(Stored data entries)
+ + + + +

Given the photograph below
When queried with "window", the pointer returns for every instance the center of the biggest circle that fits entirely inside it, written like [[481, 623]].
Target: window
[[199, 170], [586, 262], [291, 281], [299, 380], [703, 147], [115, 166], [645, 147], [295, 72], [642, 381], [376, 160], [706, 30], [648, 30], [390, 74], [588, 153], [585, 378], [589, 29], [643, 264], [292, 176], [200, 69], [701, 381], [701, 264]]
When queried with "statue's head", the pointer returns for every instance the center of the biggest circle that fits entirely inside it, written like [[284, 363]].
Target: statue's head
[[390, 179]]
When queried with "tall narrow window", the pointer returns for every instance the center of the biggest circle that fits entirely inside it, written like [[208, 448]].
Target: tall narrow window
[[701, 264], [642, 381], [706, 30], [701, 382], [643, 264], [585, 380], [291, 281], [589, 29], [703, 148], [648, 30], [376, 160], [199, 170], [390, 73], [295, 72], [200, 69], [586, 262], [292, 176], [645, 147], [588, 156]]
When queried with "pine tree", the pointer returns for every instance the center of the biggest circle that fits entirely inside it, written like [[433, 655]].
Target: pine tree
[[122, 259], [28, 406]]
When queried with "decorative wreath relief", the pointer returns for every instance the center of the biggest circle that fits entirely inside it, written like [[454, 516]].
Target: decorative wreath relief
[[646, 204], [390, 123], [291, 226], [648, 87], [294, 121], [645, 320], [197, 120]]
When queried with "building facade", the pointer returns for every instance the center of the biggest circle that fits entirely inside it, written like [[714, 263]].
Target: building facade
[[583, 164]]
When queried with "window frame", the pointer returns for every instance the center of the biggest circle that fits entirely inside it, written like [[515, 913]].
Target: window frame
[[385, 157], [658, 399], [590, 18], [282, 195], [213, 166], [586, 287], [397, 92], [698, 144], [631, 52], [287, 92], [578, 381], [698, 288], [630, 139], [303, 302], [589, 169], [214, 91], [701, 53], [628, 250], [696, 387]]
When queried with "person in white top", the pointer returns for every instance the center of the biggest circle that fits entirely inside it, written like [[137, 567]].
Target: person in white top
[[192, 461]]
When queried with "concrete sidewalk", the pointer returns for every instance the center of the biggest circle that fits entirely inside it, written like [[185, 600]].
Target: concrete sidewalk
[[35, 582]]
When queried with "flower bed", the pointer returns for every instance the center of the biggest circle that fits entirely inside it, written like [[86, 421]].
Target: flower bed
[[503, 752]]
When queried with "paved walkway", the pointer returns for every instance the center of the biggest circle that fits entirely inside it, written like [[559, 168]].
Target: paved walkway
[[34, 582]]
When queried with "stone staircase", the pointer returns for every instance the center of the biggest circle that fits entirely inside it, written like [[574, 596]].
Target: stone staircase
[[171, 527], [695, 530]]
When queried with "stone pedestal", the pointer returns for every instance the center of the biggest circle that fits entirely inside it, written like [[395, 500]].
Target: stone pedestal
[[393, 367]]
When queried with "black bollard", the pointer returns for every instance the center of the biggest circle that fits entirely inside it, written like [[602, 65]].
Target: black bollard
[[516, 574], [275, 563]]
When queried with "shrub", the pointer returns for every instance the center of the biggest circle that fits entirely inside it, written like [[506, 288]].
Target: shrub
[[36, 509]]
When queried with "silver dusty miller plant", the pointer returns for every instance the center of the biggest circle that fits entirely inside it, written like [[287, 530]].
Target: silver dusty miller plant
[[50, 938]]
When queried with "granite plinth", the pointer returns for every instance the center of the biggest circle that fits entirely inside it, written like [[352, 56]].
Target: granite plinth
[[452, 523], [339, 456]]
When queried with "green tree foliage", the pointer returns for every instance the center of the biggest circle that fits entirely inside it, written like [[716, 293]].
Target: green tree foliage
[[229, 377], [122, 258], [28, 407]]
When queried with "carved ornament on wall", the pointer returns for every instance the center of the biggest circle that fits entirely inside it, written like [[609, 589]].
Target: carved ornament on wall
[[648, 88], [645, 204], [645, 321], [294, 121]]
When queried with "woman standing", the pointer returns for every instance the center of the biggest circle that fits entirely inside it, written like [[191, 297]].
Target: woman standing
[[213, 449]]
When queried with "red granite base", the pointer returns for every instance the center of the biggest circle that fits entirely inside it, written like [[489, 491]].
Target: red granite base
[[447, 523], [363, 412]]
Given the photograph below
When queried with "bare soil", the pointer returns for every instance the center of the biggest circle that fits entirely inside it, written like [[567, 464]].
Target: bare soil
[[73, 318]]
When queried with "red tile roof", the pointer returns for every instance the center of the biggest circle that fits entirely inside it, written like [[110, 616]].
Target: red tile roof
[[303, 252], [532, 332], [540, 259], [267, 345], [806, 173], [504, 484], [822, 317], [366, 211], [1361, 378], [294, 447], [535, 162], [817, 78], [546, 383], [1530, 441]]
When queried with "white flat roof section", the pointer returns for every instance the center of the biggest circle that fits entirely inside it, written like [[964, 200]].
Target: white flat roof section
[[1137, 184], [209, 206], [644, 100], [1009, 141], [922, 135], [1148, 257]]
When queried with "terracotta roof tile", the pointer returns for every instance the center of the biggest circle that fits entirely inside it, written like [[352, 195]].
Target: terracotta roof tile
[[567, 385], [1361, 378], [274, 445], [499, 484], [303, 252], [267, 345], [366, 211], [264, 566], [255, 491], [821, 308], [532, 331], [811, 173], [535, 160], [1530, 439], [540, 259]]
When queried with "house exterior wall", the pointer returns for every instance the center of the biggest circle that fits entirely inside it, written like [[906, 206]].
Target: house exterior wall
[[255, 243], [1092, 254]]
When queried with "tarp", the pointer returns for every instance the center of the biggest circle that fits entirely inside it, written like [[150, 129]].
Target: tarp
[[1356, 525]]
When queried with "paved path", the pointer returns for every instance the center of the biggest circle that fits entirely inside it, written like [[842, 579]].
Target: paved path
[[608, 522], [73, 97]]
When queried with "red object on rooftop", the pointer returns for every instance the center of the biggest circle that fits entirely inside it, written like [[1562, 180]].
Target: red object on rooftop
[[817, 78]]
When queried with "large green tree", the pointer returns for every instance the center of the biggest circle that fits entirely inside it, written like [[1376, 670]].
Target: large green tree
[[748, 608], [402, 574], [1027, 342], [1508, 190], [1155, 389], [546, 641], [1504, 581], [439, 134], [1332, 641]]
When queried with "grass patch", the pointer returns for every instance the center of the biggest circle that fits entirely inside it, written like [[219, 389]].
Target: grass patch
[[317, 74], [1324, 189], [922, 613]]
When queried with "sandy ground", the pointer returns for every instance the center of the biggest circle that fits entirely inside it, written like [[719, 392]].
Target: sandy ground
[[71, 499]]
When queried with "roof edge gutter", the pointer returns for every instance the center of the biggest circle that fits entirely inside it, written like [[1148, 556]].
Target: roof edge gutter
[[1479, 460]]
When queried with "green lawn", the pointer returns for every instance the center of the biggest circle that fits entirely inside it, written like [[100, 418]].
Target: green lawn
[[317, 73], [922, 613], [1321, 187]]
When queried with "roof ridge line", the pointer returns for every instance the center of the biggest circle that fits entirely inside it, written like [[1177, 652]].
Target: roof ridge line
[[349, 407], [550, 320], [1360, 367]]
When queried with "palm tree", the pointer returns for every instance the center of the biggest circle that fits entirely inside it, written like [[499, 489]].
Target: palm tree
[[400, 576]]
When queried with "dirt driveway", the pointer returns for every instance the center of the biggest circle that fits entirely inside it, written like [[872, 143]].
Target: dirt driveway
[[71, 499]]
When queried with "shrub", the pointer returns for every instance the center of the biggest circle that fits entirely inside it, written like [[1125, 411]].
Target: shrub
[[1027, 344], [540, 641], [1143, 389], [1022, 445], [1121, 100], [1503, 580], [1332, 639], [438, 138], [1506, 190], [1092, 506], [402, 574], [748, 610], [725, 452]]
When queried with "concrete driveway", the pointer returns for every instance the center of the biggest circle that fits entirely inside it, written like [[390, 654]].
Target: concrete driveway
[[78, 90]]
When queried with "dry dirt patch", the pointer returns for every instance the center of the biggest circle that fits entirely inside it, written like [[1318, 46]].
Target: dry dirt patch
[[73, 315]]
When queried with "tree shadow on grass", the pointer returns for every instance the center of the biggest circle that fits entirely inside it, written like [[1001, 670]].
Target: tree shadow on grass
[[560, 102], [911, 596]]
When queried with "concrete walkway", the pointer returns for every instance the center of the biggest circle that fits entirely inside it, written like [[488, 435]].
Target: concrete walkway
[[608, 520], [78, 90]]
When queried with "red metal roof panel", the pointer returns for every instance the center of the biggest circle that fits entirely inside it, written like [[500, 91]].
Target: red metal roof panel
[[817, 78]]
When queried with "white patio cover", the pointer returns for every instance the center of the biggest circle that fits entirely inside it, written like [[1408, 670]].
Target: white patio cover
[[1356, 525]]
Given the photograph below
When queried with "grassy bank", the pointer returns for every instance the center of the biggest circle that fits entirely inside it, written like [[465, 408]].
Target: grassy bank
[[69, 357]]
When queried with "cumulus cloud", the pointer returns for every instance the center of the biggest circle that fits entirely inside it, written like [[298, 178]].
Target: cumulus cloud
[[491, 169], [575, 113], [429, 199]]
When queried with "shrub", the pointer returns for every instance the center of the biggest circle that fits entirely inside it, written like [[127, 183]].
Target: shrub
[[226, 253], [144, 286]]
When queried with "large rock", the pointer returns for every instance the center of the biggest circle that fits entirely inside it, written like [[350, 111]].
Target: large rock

+ + + + +

◆ What is expected: Find the line that contains "like [[500, 91]].". Repeat it and every line after it, exactly as written, up to and including the last line of the records above.

◆ Output below:
When queried with "red metal roof panel", the pointer returns for every instance the center of the biggest circle that fits entirely inside it, written like [[500, 91]].
Target: red metal roof panel
[[817, 78]]
When queried with "white patio cover", the pointer returns for every instance the center of the biggest circle that fits entirely inside it, written like [[1408, 670]].
Target: white patio cover
[[1356, 525]]
Given the photograph below
When queried with "grassy bank", the pointer returns for every instance the center of the biggest circle that fits entirely inside it, written like [[465, 408]].
Target: grassy bank
[[69, 357]]
When queried with "cumulus cloud", the pointer returns for every instance the center of the biggest circle that fits entirely inside it, written like [[298, 178]].
Target: cumulus cloud
[[491, 169], [575, 113], [429, 199]]
When queried with "shrub", the pointer returns for every instance the center of the biggest circle that fits entirely inside it, written like [[127, 183]].
Target: shrub
[[226, 253], [144, 286]]
When queried with "large rock", the pointer returns for every instance the center of the biggest circle that fits entirely inside it, written like [[350, 111]].
Target: large rock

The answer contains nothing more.